TEXT SECTION ▸
__________
Because my father was the minister at the Methodist churches in Boonville and Philo, and therefore I grew up in a church environment, I have always been drawn to the beauty and symbolism of the Easter lily. I have very fond memories of this sacred day from childhood, attending parties and Easter egg hunts, awakening before dawn to attend the sunrise service, and savoring ham banquets with my family (and sometimes the entire congregations) following the regular services. And the image of the altar strewn with potted white Easter lilies will forever be a visual memory that I deeply cherish. There is an excellent online article on the Easter lily, beginning with its history, ending with its ongoing care in the home, and with the mythic symbolism sandwiched in between, located here.

The above photo on the left is a reproduction of Bartel Bruyn’s painting The Annunciation, Figure 218 on page 246 of Joseph Campbell’s book The Mythic Image (1974, Princeton University Press), where he points out that there are white and red lilies located in the vase at the Virgin Mary’s knee. The above online article also refers to this connection between the white Easter lily and the Virgin Mary, and relates the legend of white lilies being found in her empty tomb three days after her burial, “…the pure white petals signifying her spotless body and the golden anthers her soul glowing with heavenly light” (p. 4). Another mythological reference tying the flower to maternal feminine energy, this one Greek, states that “…the lily sprang from the milk of Hera, the mytho-logical Queen of Heaven” (p. 3). These maternal references are paralleled in the harvesting of the plant itself, which is the most fascinating fact printed in the article.
__________
STATED EXERCISE ▸
Decide whether each of the following statements agrees with the Easter lily passage above. Answer yes or no for each, and quote the words of the passage that settle it. (a) The writer's father served as minister at Methodist churches in Boonville and Philo. (b) The vase in Bartel Bruyn's painting holds only white lilies. (c) The online article opens with the care of the Easter lily in the home.
__________
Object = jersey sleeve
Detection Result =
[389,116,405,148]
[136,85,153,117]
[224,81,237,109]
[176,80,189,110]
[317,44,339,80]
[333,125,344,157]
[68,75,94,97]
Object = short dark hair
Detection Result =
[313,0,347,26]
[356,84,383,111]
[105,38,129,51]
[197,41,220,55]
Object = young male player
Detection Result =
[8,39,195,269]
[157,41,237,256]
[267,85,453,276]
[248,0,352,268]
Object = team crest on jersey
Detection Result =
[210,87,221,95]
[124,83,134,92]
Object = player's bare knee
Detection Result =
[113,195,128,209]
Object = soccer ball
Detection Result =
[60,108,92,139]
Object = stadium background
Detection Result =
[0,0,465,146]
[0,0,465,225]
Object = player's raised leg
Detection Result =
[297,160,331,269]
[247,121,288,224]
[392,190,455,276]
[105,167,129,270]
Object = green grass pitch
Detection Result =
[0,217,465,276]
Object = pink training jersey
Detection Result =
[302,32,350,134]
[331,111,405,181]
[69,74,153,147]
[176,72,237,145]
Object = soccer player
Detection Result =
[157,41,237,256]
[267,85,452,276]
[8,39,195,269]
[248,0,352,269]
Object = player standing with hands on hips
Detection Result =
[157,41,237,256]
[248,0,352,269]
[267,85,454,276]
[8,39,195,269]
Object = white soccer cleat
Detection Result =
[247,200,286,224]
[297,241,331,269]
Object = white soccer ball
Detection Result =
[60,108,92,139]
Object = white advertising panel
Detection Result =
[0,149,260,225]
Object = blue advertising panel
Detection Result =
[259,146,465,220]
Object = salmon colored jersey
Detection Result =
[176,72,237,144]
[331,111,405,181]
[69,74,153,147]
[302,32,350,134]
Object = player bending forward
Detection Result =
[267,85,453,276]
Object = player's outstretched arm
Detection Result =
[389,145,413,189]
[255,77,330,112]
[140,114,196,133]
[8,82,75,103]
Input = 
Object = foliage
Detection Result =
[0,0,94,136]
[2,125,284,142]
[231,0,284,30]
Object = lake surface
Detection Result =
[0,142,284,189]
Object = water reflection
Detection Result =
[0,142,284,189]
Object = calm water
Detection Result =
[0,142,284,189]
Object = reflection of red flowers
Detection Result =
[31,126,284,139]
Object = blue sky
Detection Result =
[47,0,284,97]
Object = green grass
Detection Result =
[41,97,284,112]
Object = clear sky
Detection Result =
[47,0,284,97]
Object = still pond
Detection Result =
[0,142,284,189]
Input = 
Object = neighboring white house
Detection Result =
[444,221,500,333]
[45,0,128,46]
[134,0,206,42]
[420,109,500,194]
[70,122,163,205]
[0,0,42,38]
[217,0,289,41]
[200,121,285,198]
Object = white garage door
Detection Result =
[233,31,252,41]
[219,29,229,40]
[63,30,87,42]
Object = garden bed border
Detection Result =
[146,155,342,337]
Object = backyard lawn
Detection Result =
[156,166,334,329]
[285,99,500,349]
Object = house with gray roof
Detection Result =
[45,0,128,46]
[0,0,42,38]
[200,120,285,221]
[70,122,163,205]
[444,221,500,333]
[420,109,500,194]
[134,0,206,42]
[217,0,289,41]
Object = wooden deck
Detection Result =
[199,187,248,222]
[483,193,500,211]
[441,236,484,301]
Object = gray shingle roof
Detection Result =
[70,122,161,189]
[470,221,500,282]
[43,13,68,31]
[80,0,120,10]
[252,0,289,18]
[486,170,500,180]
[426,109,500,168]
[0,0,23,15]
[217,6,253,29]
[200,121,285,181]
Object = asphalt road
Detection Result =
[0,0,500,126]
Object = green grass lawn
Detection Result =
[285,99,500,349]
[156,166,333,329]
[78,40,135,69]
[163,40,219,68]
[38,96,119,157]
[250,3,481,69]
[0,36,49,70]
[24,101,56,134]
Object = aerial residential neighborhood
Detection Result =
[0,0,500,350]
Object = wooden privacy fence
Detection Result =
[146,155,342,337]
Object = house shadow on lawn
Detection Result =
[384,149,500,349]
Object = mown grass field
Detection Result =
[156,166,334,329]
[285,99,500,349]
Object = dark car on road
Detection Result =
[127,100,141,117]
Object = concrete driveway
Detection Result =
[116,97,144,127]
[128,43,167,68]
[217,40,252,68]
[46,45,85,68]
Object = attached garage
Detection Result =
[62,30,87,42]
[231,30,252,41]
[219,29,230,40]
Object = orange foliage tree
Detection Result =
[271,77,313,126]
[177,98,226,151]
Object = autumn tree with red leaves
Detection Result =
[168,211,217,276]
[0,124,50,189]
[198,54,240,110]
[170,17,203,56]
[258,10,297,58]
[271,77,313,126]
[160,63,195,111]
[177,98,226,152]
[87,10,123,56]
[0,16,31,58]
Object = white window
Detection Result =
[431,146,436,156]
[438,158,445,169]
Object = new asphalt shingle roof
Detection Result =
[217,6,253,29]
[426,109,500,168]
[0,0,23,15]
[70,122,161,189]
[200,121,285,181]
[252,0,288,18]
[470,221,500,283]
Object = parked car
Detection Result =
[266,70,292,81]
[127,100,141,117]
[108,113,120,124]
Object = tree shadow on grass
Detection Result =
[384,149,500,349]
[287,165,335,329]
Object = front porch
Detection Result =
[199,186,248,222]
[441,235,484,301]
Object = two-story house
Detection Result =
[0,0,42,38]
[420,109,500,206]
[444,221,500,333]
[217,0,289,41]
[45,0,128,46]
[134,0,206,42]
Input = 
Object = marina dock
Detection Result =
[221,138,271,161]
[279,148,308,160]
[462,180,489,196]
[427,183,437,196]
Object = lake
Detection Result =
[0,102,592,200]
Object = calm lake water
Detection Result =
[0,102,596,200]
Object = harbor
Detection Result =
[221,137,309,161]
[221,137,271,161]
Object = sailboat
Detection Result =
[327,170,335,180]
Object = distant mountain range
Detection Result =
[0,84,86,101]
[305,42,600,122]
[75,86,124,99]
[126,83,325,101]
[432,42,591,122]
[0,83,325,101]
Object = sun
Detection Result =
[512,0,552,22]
__________
THE RESULT ▸
(a) Yes: "my father was the minister at the Methodist churches in Boonville and Philo"
(b) No: "there are white and red lilies located in the vase at the Virgin Mary’s knee"
(c) No: "beginning with its history, ending with its ongoing care in the home"